Copy each of the following rows down exactly as it stands, with no changes.

--- START DATA IN THIS EXERCISE ---

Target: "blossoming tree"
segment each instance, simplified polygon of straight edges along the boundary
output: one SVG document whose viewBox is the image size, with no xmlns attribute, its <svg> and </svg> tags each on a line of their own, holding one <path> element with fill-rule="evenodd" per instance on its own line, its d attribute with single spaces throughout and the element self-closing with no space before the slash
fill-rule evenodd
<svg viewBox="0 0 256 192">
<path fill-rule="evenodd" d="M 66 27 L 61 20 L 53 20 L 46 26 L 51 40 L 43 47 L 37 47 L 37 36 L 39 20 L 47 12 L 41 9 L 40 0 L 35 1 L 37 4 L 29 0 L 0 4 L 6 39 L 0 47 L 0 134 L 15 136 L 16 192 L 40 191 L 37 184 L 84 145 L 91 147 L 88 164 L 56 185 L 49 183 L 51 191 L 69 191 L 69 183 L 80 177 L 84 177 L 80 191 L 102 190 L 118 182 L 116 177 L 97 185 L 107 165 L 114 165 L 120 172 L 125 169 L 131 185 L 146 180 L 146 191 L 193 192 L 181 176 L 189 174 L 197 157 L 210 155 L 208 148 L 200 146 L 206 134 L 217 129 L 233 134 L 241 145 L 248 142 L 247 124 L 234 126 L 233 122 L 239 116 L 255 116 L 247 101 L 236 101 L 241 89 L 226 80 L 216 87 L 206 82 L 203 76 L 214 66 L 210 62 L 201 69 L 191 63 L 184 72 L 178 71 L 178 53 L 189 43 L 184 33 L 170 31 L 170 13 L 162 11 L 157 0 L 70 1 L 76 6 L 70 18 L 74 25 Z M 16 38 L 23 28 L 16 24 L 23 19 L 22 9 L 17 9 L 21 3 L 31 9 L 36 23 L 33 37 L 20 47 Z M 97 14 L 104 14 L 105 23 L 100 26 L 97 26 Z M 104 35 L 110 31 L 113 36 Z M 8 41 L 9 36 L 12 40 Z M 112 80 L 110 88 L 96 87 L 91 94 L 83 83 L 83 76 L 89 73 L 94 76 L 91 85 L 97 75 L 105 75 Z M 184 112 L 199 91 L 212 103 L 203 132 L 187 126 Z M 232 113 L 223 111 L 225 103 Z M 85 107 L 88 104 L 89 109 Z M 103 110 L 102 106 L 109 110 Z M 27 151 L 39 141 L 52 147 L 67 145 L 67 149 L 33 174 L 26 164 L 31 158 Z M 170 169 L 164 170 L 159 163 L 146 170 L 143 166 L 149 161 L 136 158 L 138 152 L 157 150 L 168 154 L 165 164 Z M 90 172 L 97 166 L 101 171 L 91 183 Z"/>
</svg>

--- END DATA IN THIS EXERCISE ---

▸ **RIGHT ANSWER**
Target: "blossoming tree"
segment each instance, simplified polygon of straight edges along the boundary
output: one SVG document whose viewBox is the image size, with no xmlns attribute, its <svg> and </svg> tags each on a line of their own, holding one <path> element with fill-rule="evenodd" per instance on its own line, its d attribute with single spaces throughout and the element self-closing with no space before the slash
fill-rule evenodd
<svg viewBox="0 0 256 192">
<path fill-rule="evenodd" d="M 66 27 L 61 20 L 53 20 L 46 26 L 51 40 L 43 47 L 37 47 L 37 36 L 39 20 L 47 12 L 41 9 L 40 0 L 35 1 L 37 4 L 29 0 L 0 4 L 6 39 L 0 47 L 0 134 L 15 136 L 16 192 L 40 191 L 37 184 L 84 145 L 91 147 L 88 164 L 56 185 L 49 183 L 51 191 L 69 191 L 69 183 L 80 177 L 84 177 L 80 191 L 102 190 L 118 182 L 116 177 L 97 185 L 107 165 L 114 165 L 120 172 L 125 169 L 131 185 L 146 180 L 146 191 L 193 192 L 181 176 L 189 174 L 197 157 L 210 155 L 208 148 L 200 146 L 206 134 L 217 129 L 233 134 L 241 145 L 248 142 L 247 124 L 234 126 L 233 122 L 239 116 L 255 116 L 247 101 L 236 101 L 241 89 L 226 80 L 216 87 L 206 82 L 203 76 L 214 66 L 210 62 L 201 69 L 191 63 L 184 72 L 178 71 L 178 53 L 189 43 L 184 33 L 170 31 L 170 13 L 162 11 L 157 0 L 70 1 L 76 6 L 70 18 L 74 25 Z M 16 38 L 23 28 L 16 24 L 23 19 L 22 9 L 17 9 L 21 3 L 31 9 L 36 23 L 33 37 L 20 47 Z M 97 14 L 104 14 L 105 23 L 100 26 L 97 26 Z M 104 35 L 110 31 L 113 36 Z M 8 41 L 9 36 L 12 40 Z M 112 80 L 110 88 L 96 87 L 91 94 L 83 83 L 83 76 L 89 73 L 94 76 L 91 85 L 97 75 L 105 75 Z M 184 112 L 199 91 L 212 103 L 203 132 L 187 126 Z M 232 113 L 223 111 L 225 103 Z M 85 107 L 88 104 L 89 109 Z M 103 110 L 102 106 L 109 110 Z M 27 151 L 39 141 L 52 147 L 67 145 L 67 149 L 33 174 L 26 164 L 31 158 Z M 170 169 L 164 170 L 159 163 L 146 170 L 143 166 L 149 161 L 136 158 L 138 152 L 157 150 L 168 154 L 165 164 Z M 90 172 L 97 166 L 101 171 L 91 183 Z"/>
</svg>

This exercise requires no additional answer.